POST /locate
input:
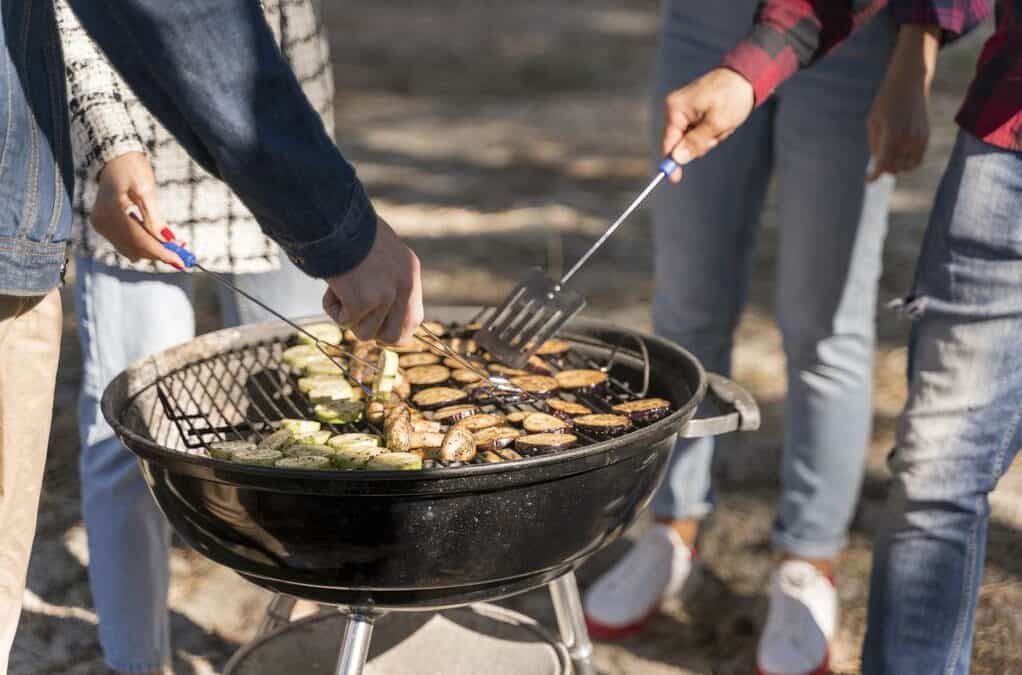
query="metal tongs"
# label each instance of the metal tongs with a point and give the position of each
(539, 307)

--

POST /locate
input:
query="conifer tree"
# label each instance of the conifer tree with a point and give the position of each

==

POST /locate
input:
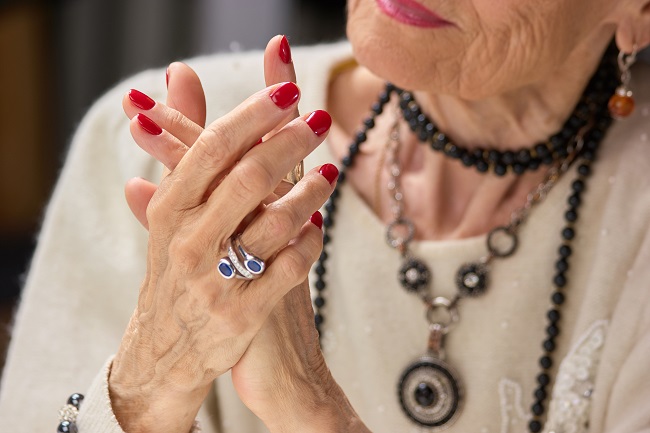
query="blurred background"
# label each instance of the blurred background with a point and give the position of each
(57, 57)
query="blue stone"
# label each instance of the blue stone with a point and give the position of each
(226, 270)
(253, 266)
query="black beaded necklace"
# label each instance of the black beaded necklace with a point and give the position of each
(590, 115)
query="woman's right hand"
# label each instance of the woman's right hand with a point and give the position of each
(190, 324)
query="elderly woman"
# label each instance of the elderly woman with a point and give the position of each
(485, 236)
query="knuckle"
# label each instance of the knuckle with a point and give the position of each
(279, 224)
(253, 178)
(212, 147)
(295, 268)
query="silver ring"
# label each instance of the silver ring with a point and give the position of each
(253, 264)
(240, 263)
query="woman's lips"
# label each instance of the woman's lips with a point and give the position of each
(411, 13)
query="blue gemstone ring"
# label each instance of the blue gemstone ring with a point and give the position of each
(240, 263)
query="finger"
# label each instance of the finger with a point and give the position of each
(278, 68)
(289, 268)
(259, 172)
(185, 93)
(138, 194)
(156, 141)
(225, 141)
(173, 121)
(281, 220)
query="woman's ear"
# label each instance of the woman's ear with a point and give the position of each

ABOUT THIS EXERCISE = Using the records above, filter out every line that lacks the string "conifer" and copy the rest.

ANSWER SPACE =
query="conifer tree"
# label each instance of the conifer tree with a point and give the position of each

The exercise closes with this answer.